### [Excerpt provided]
▼▼▼
The CBO, according to the editorial, "was created by Democratic majorities to counter GOP Presidents and support the Democratic agenda of expanding government." This misunderstands the conflict that gave rise to the office. The legislation that created the CBO didn't come from a partisan dispute, but a long-brewing power struggle between the executive and legislative branches.

As Philip Joyce writes in his book on the CBO's role and history, in the late 1960s and early 1970s, Congress became "frustrated with what it perceived as its domination by the executive branch in the budget-making process." For decades, the legislative branch had been understood to be subordinate to the administration when it came to budgeting. But starting with President Lyndon Johnson—a Democrat, notably—Congress became increasing frustrated with its lesser status in the budgeting process, and with the way the administration exerted its greater power. As Joyce notes, President Johnson promised in his 1967 budget report that military operations in Vietnam could be funded along with new Great Society programs like Medicare and Medicaid. The following year, however, he called for new taxes the following year to fund them. Congress wasn't happy.

This was the essential problem that Congress was trying to solve: a powerful executive branch with incentives to offer conveniently misleading, overly rosy projections about the costs and budgetary impacts of major federal expenses like war and entitlements. Congressional frustration boiled over during the Nixon administration in a dispute over impoundment (which as Joyce explains was less about spending limits and more about which branch had the authority to enforce spending limits), and the Congressional Budget Office was born.

Basically, the CBO was created as a budgetary power center that could check the influence of the administration's Office of Management and Budget (OMB). This was practically explicit in the Senate's recommendation that legislation be passed creating what was then referred to as the Congressional Office of the Budget, because Congress needed "a highly competent staff to guide it in fiscal policy and budgetary considerations, similar in expertise of the President's Office of Management and Budget."

The Journal editorial argues that because CBO's staffers aren't elected, there's no democratic accountability. "The wisest course," the editorial says, "is to abolish CBO and Joint Tax and allow open debate about the tax and spending implications of policy changes. Let the politicians with the authority to make these decisions be accountable for the results." The editorial acknowledges that this may not be possible, and more reasonably urges Republicans to pick a new CBO director if this is too much, but this drastic step seems to be the ideal.
▲▲▲
### [Task list]
[a] Answer these questions from the excerpt on the Congressional Budget Office:
(i) According to the excerpt, the legislation creating the CBO grew out of a power struggle between which two branches?
(ii) Which president's 1967 budget report promised that military operations in Vietnam could be funded along with new Great Society programs?
(iii) Which administration office was the CBO created to check?
[b] Update the passage of the excerpt on the Congressional Budget Office starting at "The CBO, according" and ending at "and legislative branches.", replacing "partisan dispute" with "party quarrel".
The records come from a different source than the text.

(Free-text object descriptions)
▼▼▼
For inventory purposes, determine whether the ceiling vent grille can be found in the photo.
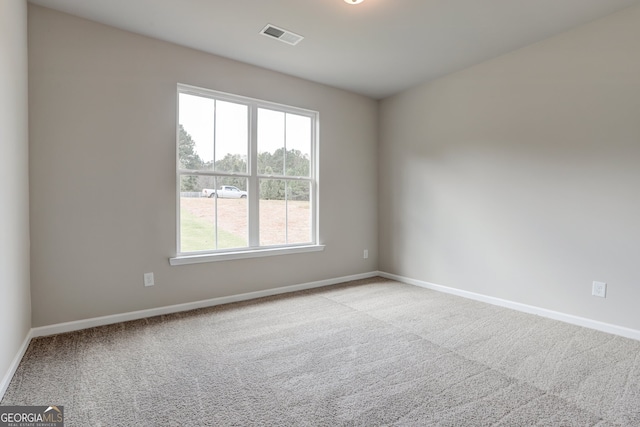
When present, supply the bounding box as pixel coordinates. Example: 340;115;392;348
260;24;304;46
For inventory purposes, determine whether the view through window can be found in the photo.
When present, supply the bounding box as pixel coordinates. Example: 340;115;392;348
177;85;317;254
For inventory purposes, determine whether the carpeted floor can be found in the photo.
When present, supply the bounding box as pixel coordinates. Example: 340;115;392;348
1;278;640;427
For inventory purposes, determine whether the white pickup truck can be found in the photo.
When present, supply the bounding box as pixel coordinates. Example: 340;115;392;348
202;185;247;199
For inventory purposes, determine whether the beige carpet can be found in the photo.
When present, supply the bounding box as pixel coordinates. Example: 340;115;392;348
1;278;640;427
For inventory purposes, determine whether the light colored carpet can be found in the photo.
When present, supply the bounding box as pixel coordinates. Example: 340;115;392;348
1;278;640;427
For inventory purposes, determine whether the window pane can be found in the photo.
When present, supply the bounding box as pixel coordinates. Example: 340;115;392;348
213;177;249;249
180;176;216;252
180;176;248;252
287;181;312;244
214;101;249;173
178;93;215;170
259;179;287;246
258;108;285;175
286;113;311;178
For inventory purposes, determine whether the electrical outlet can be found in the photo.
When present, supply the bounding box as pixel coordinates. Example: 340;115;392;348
591;282;607;298
144;273;155;286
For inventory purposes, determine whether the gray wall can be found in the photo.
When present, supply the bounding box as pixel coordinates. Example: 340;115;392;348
379;7;640;329
29;6;378;327
0;0;31;380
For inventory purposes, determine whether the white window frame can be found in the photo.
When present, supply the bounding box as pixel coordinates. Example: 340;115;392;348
169;84;324;265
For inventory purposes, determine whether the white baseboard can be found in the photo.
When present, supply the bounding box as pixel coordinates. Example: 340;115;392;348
0;331;31;400
378;271;640;341
31;271;378;337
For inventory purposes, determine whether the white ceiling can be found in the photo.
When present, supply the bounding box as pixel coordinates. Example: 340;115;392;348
30;0;640;99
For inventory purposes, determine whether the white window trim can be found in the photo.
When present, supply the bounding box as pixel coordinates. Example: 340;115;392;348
169;83;325;265
169;245;325;265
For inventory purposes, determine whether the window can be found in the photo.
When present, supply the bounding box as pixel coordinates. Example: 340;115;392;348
172;85;318;264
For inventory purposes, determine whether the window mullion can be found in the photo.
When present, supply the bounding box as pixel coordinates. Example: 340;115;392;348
247;104;260;247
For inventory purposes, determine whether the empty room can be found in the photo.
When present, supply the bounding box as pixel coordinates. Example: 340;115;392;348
0;0;640;427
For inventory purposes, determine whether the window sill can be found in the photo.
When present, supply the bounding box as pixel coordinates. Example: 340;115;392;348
169;245;324;265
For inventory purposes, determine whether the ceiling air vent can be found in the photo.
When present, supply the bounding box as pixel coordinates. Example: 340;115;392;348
260;24;304;45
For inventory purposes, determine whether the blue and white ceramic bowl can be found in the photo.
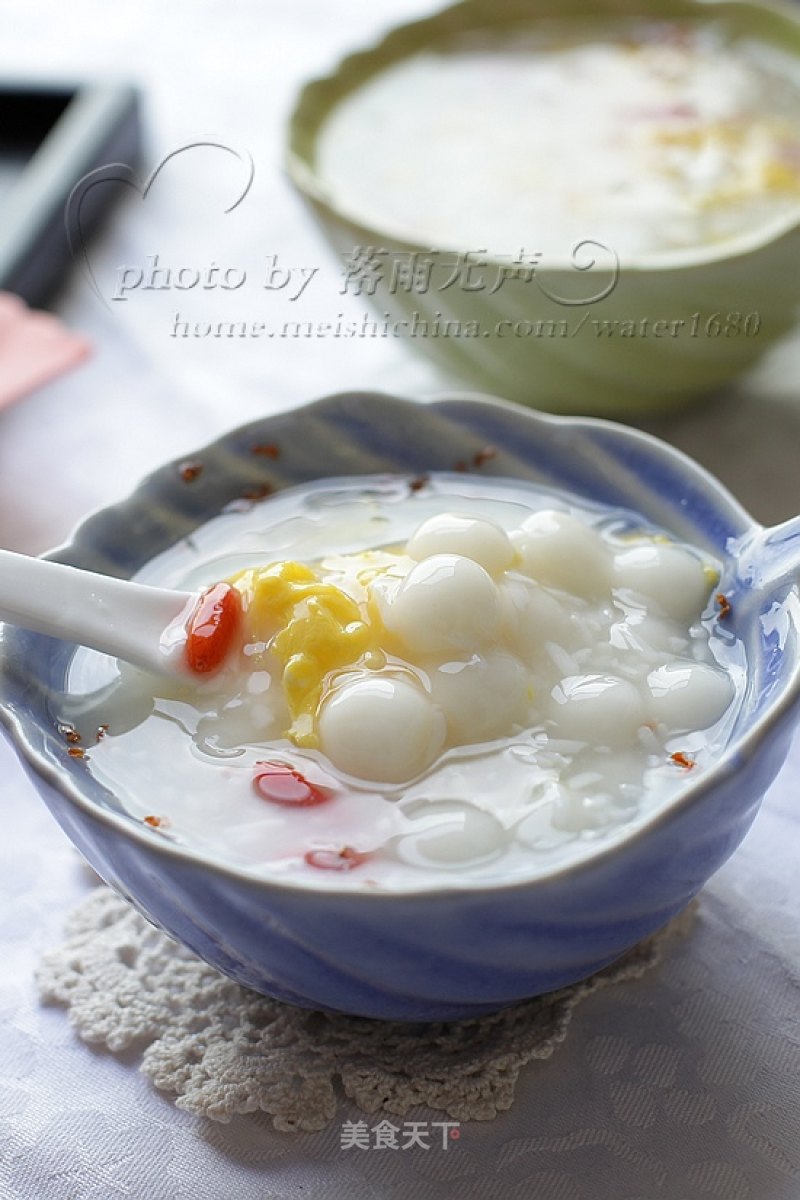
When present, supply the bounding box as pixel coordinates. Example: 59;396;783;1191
0;394;800;1020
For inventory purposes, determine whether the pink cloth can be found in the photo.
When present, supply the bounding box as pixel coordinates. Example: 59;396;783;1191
0;292;91;408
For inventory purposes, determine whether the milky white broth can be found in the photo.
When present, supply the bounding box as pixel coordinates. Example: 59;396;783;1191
60;474;744;890
315;17;800;261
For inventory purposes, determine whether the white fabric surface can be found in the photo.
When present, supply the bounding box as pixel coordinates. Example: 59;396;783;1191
0;0;800;1200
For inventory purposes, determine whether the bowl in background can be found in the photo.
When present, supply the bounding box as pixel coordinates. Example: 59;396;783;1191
0;392;800;1020
287;0;800;418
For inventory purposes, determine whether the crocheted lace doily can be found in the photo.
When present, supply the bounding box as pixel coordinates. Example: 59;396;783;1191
37;887;693;1130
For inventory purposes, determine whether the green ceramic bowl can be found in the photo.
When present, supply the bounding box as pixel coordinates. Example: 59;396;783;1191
288;0;800;416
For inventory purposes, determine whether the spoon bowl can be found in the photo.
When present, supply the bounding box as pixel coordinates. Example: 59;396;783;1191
0;394;800;1020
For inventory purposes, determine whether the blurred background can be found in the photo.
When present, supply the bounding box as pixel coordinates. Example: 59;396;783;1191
0;0;800;553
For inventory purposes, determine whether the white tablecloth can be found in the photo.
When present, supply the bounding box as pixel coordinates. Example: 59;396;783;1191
0;0;800;1200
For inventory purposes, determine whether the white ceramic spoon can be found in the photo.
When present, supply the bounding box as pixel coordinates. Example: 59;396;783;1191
0;550;200;677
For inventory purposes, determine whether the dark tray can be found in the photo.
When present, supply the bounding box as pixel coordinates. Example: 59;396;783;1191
0;84;142;305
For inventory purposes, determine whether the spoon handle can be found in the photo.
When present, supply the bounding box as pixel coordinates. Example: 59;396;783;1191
0;550;194;674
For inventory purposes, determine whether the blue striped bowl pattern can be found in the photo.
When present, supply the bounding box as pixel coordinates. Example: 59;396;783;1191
0;392;800;1021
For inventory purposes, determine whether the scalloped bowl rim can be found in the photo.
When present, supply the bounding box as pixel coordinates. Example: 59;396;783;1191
284;0;800;272
0;390;800;905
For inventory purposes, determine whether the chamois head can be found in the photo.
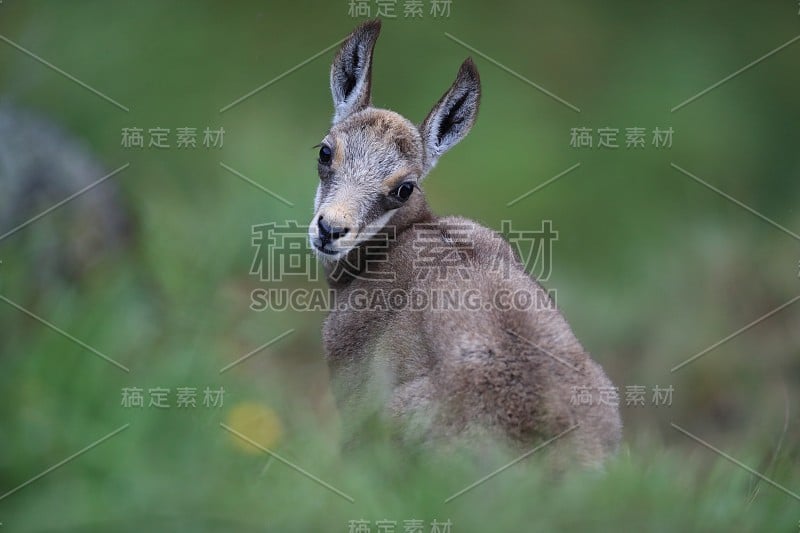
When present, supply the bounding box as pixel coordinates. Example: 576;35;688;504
308;20;480;260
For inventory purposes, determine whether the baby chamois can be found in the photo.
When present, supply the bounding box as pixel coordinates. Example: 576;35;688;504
309;20;621;465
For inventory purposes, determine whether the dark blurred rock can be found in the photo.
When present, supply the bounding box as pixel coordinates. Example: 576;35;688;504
0;104;134;283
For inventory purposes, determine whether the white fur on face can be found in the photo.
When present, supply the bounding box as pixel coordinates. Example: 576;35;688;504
308;209;397;261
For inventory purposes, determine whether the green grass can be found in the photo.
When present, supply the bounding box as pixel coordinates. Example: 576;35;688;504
0;1;800;532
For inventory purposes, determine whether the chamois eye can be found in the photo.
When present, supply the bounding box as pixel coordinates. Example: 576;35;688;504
392;181;414;202
319;144;333;165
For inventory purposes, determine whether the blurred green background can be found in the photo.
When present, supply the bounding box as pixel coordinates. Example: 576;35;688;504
0;0;800;531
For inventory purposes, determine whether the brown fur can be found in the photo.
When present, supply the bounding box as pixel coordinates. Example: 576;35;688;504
309;22;621;464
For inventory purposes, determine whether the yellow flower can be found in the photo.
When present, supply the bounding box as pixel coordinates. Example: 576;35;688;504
227;402;283;454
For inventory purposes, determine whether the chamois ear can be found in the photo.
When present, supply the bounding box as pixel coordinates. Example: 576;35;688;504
420;57;481;169
331;19;381;124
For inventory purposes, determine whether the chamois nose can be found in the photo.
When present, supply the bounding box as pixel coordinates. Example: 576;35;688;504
317;215;350;246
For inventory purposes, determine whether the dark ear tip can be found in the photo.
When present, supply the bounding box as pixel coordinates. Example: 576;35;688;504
458;57;481;85
353;18;381;40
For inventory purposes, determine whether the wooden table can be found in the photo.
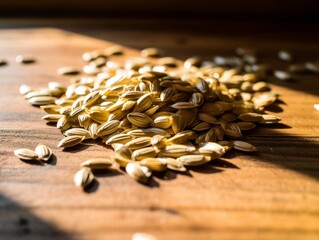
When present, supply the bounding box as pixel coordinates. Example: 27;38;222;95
0;20;319;240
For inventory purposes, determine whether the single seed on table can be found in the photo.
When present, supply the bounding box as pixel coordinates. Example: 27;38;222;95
74;167;94;188
305;62;319;73
158;157;187;172
0;58;8;67
217;140;234;152
184;57;202;69
152;116;172;129
131;232;158;240
125;162;148;183
57;66;80;75
16;55;36;64
127;128;171;137
158;57;177;68
176;155;211;166
14;148;38;160
111;154;134;167
25;89;52;100
159;143;196;157
19;84;32;95
139;158;166;171
81;158;113;170
172;113;186;134
238;113;263;122
141;48;161;57
198;142;225;159
236;122;256;131
233;141;256;152
278;50;293;62
288;63;308;74
274;70;292;81
58;136;85;148
34;144;52;161
56;116;73;131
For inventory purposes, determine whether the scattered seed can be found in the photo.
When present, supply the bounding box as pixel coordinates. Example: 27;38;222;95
34;144;52;161
233;141;256;152
278;50;293;62
58;67;80;75
74;168;94;188
16;55;36;64
81;158;113;170
14;148;38;160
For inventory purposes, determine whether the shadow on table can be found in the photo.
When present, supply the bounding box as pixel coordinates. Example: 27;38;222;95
0;194;72;240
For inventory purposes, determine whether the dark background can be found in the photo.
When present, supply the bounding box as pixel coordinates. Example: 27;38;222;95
0;0;319;22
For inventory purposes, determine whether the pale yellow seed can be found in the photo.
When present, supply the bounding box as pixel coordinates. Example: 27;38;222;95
34;144;52;161
74;168;94;188
125;162;148;183
14;148;38;160
233;141;256;152
81;158;113;170
58;136;85;148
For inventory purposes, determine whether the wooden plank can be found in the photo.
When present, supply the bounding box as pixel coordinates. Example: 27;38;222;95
0;21;319;240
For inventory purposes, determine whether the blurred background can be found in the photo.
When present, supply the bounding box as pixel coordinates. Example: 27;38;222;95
0;0;319;23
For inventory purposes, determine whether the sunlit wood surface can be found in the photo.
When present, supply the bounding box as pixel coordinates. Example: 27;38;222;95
0;19;319;240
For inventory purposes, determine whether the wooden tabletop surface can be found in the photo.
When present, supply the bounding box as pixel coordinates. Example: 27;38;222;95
0;21;319;240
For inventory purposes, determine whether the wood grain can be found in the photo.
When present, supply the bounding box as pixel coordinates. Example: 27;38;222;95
0;19;319;240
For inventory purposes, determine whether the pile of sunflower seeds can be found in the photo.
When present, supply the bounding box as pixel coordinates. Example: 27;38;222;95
20;46;288;187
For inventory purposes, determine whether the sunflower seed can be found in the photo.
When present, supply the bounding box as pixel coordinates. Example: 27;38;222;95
34;144;52;161
16;55;36;64
127;112;153;128
139;158;166;171
14;148;38;160
96;120;120;137
176;155;210;166
132;147;158;161
81;158;113;170
58;67;80;75
233;141;256;152
29;96;56;106
125;162;148;183
42;114;64;122
141;48;161;57
278;50;293;62
74;168;94;188
19;84;32;95
58;136;85;148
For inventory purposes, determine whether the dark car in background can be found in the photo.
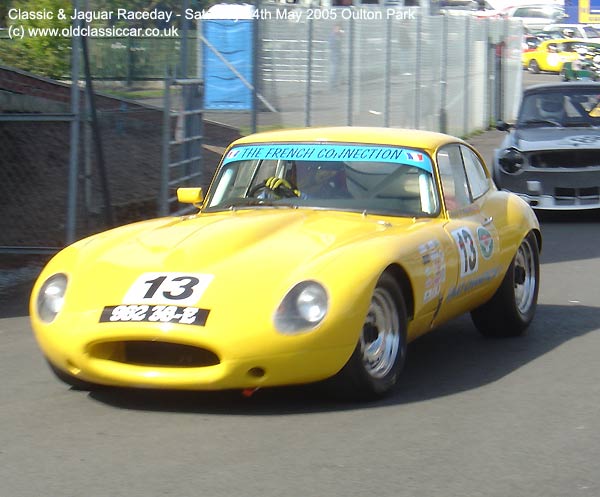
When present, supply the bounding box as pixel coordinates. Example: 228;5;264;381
493;82;600;210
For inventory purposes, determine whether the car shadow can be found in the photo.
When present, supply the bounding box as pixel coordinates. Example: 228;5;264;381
89;305;600;416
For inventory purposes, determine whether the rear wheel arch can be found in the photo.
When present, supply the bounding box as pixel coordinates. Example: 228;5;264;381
383;264;415;321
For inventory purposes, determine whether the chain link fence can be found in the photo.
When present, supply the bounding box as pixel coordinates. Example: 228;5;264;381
0;9;521;253
259;9;522;136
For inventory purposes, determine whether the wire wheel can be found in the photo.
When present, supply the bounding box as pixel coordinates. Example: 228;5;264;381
360;286;402;378
514;234;537;316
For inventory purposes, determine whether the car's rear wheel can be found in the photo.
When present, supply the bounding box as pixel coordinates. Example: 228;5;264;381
527;59;540;74
47;360;100;390
471;233;540;337
334;273;408;399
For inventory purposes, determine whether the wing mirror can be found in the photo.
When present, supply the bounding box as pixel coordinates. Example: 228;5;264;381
177;188;204;207
496;121;512;131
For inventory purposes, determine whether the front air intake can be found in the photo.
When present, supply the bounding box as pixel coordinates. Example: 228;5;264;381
90;340;220;368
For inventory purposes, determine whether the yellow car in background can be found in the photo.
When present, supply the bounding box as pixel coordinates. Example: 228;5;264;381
521;38;585;74
30;127;541;398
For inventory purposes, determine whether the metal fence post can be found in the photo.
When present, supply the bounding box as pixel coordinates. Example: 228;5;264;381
158;73;172;216
413;16;423;129
348;17;354;126
440;16;448;133
463;17;471;136
383;16;392;128
65;0;81;244
304;17;314;127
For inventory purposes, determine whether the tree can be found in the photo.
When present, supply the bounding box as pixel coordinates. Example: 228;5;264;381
0;0;71;78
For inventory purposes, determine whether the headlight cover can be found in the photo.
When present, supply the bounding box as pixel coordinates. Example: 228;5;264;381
498;148;525;174
274;280;329;334
37;273;67;323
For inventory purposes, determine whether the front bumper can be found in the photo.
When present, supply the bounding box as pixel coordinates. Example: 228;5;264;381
497;168;600;210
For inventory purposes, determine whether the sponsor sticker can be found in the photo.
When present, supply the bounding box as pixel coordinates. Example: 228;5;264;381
477;226;494;260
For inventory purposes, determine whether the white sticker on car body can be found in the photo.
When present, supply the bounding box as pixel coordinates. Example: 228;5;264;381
122;272;214;306
452;227;479;278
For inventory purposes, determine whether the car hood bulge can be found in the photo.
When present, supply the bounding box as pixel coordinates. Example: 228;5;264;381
62;208;415;307
505;127;600;152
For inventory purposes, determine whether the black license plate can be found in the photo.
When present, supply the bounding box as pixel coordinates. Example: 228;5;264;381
100;304;209;326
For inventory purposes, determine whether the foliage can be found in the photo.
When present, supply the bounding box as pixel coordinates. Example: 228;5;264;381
0;0;71;78
0;0;230;78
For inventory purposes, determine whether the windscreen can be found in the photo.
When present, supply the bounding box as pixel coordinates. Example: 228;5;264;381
205;143;439;217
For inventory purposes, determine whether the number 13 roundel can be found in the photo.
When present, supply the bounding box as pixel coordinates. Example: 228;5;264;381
452;228;479;278
123;273;214;305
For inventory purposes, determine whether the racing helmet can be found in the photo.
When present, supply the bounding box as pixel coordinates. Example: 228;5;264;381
537;93;564;120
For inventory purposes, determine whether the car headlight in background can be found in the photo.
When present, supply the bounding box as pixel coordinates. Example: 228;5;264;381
37;274;67;323
498;148;525;174
275;281;329;333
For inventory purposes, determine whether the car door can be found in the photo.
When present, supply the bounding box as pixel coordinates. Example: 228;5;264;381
436;143;502;320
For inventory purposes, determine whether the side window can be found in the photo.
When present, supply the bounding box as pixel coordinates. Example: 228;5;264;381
437;145;471;210
460;146;490;199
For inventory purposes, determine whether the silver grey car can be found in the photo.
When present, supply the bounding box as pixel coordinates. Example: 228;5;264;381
493;82;600;210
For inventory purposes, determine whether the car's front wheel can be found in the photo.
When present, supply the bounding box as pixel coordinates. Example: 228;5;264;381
471;232;540;337
334;273;408;399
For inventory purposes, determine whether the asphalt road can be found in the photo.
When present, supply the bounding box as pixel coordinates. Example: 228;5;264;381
0;67;600;497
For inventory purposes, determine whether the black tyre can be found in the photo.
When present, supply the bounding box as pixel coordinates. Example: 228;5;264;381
▲▲▲
### [Answers for each item]
[a]
(i) The executive and legislative branches.
(ii) President Lyndon Johnson's.
(iii) The Office of Management and Budget (OMB).

[b]
The CBO, according to the editorial, "was created by Democratic majorities to counter GOP Presidents and support the Democratic agenda of expanding government." This misunderstands the conflict that gave rise to the office. The legislation that created the CBO didn't come from a party quarrel, but a long-brewing power struggle between the executive and legislative branches.